## Auszuführende Aufgaben
a: Erläutern Sie in einem bis drei Sätzen anhand des Textauszugs über den Begriff Exil, aus welchen Gründen Menschen ins Exil gehen.
b: Schreiben Sie die Fortsetzung des Textauszugs über den Begriff Exil im Anschluss an dessen letzten Satz.

Der Begriff Exil leitet sich von lat. exilium (Verbannung, Aufenthalt in der Fremde) ab, ebenso von exul (Verbannte, Ausgewanderte). Im Althochdeutschen noch īhsilī (9. Jahrhundert), wird seit dem 16. Jahrhundert im Neuhochdeutschen das heute benutzte Wort ‚Exil‘ verwendet. Das zweite Wortelement (-al) ist auch zu Beginn des griech. alā́sthai (verbannt sein, umherziehen) enthalten.

Es gibt eine Vielzahl von Ursachen für ein Exil, z. B. religiöse oder politische Verfolgung, Verbannung, Vertreibung, Ausbürgerung oder erzwungene Umsiedlung. Ins Exil begeben sich auch Herrscher, insbesondere nach dem Machtverlust.

## Erfasste Datensätze
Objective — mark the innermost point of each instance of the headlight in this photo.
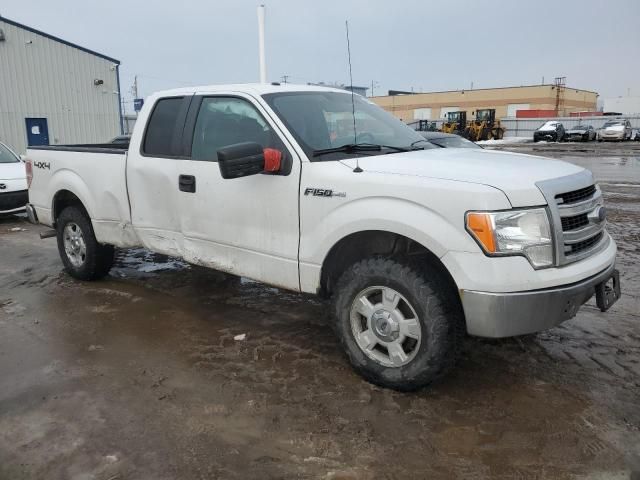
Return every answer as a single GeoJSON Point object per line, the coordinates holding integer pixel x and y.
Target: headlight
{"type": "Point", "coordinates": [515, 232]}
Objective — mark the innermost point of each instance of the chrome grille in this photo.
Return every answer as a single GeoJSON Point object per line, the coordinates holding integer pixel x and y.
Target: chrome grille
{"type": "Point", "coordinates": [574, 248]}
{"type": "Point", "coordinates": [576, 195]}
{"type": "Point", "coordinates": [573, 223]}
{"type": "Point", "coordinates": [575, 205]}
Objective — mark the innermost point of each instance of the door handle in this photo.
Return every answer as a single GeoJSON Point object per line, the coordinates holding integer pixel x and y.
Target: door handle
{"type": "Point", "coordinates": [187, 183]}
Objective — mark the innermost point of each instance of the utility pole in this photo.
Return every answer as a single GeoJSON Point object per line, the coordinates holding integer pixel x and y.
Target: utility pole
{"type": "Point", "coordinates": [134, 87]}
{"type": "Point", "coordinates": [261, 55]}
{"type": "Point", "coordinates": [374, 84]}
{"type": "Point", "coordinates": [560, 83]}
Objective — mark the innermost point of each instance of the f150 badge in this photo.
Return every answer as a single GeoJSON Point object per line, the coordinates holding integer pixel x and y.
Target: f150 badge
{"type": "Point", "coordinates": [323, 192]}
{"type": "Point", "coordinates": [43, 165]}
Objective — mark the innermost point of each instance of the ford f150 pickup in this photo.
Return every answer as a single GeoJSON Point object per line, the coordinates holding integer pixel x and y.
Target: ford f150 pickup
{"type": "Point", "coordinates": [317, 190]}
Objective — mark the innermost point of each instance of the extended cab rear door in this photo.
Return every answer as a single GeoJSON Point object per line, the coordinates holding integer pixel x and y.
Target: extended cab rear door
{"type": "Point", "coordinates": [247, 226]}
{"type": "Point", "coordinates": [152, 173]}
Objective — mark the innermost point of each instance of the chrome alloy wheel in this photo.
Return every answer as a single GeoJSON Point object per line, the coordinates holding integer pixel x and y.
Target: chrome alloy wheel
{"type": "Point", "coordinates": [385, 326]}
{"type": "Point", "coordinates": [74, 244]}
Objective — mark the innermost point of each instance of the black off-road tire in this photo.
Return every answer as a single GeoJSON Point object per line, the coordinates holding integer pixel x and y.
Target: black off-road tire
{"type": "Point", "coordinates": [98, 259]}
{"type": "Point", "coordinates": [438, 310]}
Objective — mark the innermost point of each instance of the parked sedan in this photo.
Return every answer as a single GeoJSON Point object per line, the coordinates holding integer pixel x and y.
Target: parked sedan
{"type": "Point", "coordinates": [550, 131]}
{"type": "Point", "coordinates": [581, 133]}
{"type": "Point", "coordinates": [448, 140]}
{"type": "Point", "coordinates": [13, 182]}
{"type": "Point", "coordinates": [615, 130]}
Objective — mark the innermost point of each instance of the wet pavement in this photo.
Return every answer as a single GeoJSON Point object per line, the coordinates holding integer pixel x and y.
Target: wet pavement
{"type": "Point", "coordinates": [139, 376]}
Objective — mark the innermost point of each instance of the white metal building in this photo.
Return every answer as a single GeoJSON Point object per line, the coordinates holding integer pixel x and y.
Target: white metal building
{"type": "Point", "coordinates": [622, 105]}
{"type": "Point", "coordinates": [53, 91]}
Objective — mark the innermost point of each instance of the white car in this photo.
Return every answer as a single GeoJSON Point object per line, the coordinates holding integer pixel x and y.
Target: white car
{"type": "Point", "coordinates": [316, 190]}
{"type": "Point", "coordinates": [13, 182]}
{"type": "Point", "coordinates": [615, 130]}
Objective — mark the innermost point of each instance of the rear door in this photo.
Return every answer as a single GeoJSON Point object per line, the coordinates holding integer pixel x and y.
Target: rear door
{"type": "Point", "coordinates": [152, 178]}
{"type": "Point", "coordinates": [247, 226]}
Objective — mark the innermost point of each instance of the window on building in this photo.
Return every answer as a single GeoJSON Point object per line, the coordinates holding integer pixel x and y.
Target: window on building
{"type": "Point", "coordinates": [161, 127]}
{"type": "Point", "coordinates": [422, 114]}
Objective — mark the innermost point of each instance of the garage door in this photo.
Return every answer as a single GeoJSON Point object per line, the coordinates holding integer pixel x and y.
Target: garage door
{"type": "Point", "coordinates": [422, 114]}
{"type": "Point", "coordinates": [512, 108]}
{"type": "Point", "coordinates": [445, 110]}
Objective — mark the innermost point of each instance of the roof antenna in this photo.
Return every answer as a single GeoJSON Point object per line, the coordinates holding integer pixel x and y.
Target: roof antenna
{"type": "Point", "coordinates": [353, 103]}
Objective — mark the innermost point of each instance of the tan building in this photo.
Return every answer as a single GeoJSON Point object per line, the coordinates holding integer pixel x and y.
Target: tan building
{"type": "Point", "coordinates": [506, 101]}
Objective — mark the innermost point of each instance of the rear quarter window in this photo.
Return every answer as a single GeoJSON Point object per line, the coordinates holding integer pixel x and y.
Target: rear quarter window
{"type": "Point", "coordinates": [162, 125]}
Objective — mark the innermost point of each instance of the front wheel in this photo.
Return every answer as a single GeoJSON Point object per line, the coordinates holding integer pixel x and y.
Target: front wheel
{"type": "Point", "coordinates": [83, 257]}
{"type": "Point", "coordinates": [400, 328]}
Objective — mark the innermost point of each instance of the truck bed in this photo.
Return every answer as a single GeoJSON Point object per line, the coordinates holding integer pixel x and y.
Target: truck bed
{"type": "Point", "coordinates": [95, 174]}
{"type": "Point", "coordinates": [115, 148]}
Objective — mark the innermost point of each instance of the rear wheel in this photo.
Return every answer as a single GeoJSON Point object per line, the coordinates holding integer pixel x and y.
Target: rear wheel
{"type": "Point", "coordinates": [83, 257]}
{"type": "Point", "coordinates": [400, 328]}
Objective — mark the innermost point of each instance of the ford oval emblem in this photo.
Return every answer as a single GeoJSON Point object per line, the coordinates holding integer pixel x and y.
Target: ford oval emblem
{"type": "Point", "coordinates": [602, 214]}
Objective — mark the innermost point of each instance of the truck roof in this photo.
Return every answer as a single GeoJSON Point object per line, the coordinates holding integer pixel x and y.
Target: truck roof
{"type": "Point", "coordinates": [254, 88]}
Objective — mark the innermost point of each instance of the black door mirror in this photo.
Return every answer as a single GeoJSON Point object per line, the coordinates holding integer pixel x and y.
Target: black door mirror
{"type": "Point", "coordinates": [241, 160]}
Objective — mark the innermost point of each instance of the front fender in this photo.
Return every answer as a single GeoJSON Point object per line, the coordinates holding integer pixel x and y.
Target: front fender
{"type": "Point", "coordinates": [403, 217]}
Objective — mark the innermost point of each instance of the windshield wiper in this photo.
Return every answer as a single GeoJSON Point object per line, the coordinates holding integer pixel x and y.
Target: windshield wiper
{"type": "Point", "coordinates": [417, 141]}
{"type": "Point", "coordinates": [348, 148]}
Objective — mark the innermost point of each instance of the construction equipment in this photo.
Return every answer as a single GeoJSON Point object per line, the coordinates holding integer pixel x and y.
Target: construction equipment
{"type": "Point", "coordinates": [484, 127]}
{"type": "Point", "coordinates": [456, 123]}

## Antworten nach Aufgaben
a: Als Ursachen für ein Exil nennt der Text religiöse oder politische Verfolgung, Verbannung, Vertreibung, Ausbürgerung oder erzwungene Umsiedlung. Auch Herrscher begeben sich ins Exil, insbesondere nach dem Verlust ihrer Macht.

b:
Fremdsprachige Entsprechungen, Übersetzungen, Übernahmen

Der Begriff Exil findet sich ähnlich in anderen germanischen und romanischen Sprachen, siehe engl. exile, franz. exil, span. exilio, ital. esilio. Während diese Beispiele auf dem lateinischen Ursprung beruhen, gehen manche slawische Sprachen auf andere Wortstämme zurück, siehe poln. uchodźstwo, wygnanie oder banicja, russ. изгнание (izgnanie), dagegen aber tschech. exil, serb. егзил (egzil), kroat. egzil, Der Wortstamm in der polnischen und russischen Sprache (wygnanie und изгнание) weist auf einen anderen Ursprung hin, der sich auf gewaltsame Vertreibung oder Verbannung bezieht. Für das bekannteste Exil im Altertum, das sogenannte Babylonische Exil eines Teils des israelitischen Volkes im 6. Jahrhundert v. Chr., wird in der Thora der hebräische Begriff גּוֹלָה (gôlāh) verwendet, der gleichzeitig auch die Gruppe der Exilierten bezeichnet.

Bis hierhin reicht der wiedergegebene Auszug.